# BRANO DI RIFERIMENTO:

==========

L'integrazione al trattamento minimo scatta quando il pensionato con i suoi contributi avrebbe diritto ad un importo pensionistico inferiore al minimo di sopravvivenza stabilito dalla legge.

L'Integrazione al Trattamento Minimo

L'integrazione al trattamento minimo è un istituto introdotto dall'articolo 6 della legge 638/1983 che tutela i pensionati, al di sotto di un determinato livello di reddito, il cui assegno pensionistico non sia sufficiente a garantire una vita dignitosa. Qualora l'assegno sia al di sotto di un determinato importo fissato annualmente dalla legge il pensionato può avere diritto ad una integrazione.

In altri termini il trattamento minimo è un’integrazione che lo Stato, tramite l’INPS, corrisponde al pensionato quando la pensione, derivante dal calcolo dei contributi versati, è di importo molto basso, al di sotto di quello che viene considerato il “minimo vitale”. In tal caso l’importo della pensione spettante viene aumentato (“integrato”) fino a raggiungere una cifra stabilita di anno in anno dalla legge. Il trattamento minimo per l'anno 2022 è fissato in 524,35 euro. Per cui le prestazioni a carattere previdenziale al di sotto di tale soglia possono essere oggetto di una integrazione al minimo.

I Requisiti - Per ottenere l'integrazione al minimo il soggetto deve soddisfare determinati requisiti di reddito in quanto non tutte le prestazioni al di sotto della soglia limite possono essere integrate. Vediamoli.

I limiti di reddito individuali - Se il soggetto non è coniugato, ovvero coniugato con persona legalmente ed effettivamente separata, il limite di reddito definito in via previsionale per il 2022 per il diritto alla totale integrazione è pari a 6.816,55 euro; mentre l'integrazione parziale può essere concessa oltre la predetta cifra e sino a 13.633,10 euro (cioè due volte il trattamento minimo dell'anno in questione). Oltre tale cifra è esclusa l'integrazione.

==========

# INSIEME DI DATI:
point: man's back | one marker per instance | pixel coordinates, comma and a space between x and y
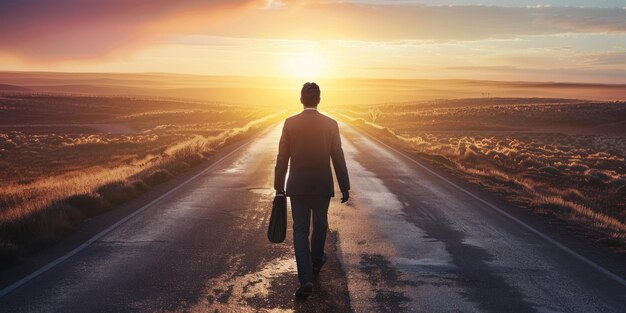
311, 140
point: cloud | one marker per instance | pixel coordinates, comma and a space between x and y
418, 22
78, 29
44, 31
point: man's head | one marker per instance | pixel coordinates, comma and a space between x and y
310, 95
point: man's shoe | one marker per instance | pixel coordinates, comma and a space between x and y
305, 290
318, 267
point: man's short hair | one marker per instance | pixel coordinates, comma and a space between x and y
310, 95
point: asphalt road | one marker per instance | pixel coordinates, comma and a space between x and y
409, 240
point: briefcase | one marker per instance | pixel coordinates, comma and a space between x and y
277, 229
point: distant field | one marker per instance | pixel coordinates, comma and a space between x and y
557, 157
65, 158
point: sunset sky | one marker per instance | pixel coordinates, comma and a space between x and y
549, 40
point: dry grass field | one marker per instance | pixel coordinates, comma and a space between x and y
559, 158
67, 158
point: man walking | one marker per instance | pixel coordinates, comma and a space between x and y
310, 140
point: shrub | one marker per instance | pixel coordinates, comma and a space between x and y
118, 192
157, 177
90, 204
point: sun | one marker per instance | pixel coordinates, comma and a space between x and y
304, 65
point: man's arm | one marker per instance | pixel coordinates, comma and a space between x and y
282, 161
339, 162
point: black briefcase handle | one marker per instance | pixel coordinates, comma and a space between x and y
277, 230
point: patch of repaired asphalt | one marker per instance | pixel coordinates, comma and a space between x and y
385, 279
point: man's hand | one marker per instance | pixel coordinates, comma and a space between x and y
345, 195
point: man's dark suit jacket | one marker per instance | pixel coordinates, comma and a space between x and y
310, 140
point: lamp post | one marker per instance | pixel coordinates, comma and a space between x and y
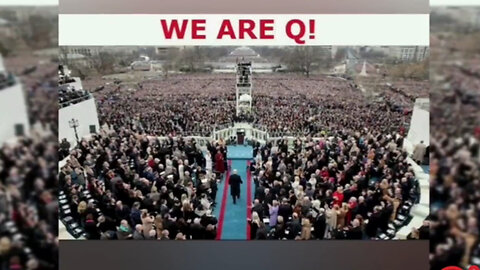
74, 124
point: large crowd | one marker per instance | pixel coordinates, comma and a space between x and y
124, 185
455, 178
28, 179
283, 105
353, 182
140, 179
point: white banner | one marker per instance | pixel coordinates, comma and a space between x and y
238, 30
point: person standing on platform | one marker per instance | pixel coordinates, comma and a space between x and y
235, 181
220, 163
419, 152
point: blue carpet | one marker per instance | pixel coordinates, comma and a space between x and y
239, 152
235, 216
235, 220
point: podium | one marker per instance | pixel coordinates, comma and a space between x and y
240, 136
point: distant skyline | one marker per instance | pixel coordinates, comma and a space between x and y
29, 2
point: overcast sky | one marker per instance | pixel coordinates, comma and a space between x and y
28, 2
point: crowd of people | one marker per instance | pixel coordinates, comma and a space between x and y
124, 185
197, 105
455, 178
68, 95
28, 178
350, 183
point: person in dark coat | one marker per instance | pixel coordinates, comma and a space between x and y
235, 181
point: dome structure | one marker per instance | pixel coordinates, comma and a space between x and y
245, 98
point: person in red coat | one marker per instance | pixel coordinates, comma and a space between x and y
338, 196
219, 163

==========

# QUESITO SCRITTO:
Secondo il brano di riferimento, quale norma ha introdotto l'integrazione al trattamento minimo?

# RISPOSTA:
L'articolo 6 della legge 638/1983.